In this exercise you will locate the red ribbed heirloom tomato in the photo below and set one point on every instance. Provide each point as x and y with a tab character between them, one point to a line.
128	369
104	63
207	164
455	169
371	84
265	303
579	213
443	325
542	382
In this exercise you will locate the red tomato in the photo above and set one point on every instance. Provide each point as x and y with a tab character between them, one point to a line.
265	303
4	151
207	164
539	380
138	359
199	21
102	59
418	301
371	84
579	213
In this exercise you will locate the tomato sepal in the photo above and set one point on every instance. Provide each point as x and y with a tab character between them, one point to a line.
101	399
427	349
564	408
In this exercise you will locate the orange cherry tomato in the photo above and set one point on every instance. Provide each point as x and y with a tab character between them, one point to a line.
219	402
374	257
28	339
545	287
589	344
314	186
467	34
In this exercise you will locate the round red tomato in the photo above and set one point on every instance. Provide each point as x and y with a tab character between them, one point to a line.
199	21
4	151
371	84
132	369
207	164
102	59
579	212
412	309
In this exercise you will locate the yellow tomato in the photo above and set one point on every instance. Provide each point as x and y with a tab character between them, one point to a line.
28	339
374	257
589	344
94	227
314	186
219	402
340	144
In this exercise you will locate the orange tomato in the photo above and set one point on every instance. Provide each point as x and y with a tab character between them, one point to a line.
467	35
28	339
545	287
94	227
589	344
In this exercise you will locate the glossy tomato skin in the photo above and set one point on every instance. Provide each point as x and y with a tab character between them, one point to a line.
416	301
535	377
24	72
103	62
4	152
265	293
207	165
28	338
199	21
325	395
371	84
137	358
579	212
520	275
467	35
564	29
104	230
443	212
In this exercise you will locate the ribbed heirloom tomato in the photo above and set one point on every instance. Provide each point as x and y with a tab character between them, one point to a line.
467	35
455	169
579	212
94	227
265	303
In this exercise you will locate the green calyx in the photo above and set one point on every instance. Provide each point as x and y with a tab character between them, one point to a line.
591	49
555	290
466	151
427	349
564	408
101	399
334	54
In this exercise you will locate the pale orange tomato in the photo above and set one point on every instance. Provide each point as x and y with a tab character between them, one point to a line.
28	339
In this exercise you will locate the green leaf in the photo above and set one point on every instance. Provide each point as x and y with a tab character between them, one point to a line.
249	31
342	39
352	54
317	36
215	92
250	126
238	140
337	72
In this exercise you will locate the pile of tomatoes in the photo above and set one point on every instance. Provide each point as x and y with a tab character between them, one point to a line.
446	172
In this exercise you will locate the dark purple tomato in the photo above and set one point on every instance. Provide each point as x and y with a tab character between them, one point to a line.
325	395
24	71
____________________
**Instructions for the task:**
Without changing a single character, repeat each record.

**Result of this task:**
In this exercise you will locate the red ribbed heirloom tomato in the photo below and set one point on every instance. Provide each point as x and y with a tab character between them, one point to a line.
128	369
104	63
207	164
455	169
371	84
265	303
579	213
443	325
542	382
In this exercise you will locate the red tomato in the photo above and set one point on every instance. Provide each point as x and y with a tab character between them, one point to a line.
265	303
4	151
207	164
539	380
138	359
199	21
102	59
418	301
371	84
579	213
In this exercise you will locate the tomato sepal in the photo above and set one point on every instance. Provide each point as x and y with a tab character between them, one point to a line.
101	399
427	349
564	408
In this exercise you will locate the orange cherry tomato in the photo above and set one point on every instance. Provide each point as x and y with a tab character between them, one point to a line.
219	402
374	257
28	339
545	287
589	344
314	186
467	34
In this exercise you will locate the round red tomato in the photo above and set one point on every instance. Provide each point as x and y with a tab character between them, one point to a line.
199	21
4	151
371	84
132	369
207	164
102	59
579	212
412	309
In this exercise you will locate the yellow tomato in the photo above and set one point on every instance. Provide each point as x and y with a tab character between them, one point to a line.
28	339
374	257
589	344
94	227
314	186
219	402
340	144
In this exercise you will locate the orange tomato in the photo above and set one point on every instance. Provide each point as x and y with a tab character between them, one point to a line.
467	35
28	339
545	287
94	227
589	344
In this exercise you will locate the glossy tomato skin in the photo above and set one point on every instance. Provide each point as x and y with a tab character between them, one point to a line.
416	301
535	377
24	72
103	62
4	152
265	293
207	165
28	338
199	21
325	395
371	84
137	358
579	212
520	275
467	35
564	29
104	230
443	212
In this exercise you will locate the ribbed heirloom tomato in the photo above and set one point on every instance. Provide each point as x and y with a tab character between them, one point to a line.
467	35
455	169
579	212
94	227
265	303
In this exercise you will locate the green calyx in the photo above and set one point on every instance. Provide each point as x and y with a tab character between them, one point to a line.
591	49
555	290
466	151
427	349
564	408
101	399
334	54
In this exercise you will locate the pale orange tomato in the photo above and set one point on every instance. Provide each point as x and y with a tab character between them, one point to a line.
28	339
In this exercise you will locate the green leaf in the photo above and set one point on every instance. Provide each point as x and y with a tab character between them, one point to a line.
249	31
342	39
352	54
317	36
215	92
250	126
238	140
337	72
In this exercise you will locate the pile of tomatoes in the photo above and set one point on every instance. Provide each point as x and y with a tab character between them, one point to a line.
446	172
In this exercise you will locate the dark purple tomato in the photo above and set one point on every instance. Provide each point as x and y with a tab character between them, one point to a line.
325	395
24	71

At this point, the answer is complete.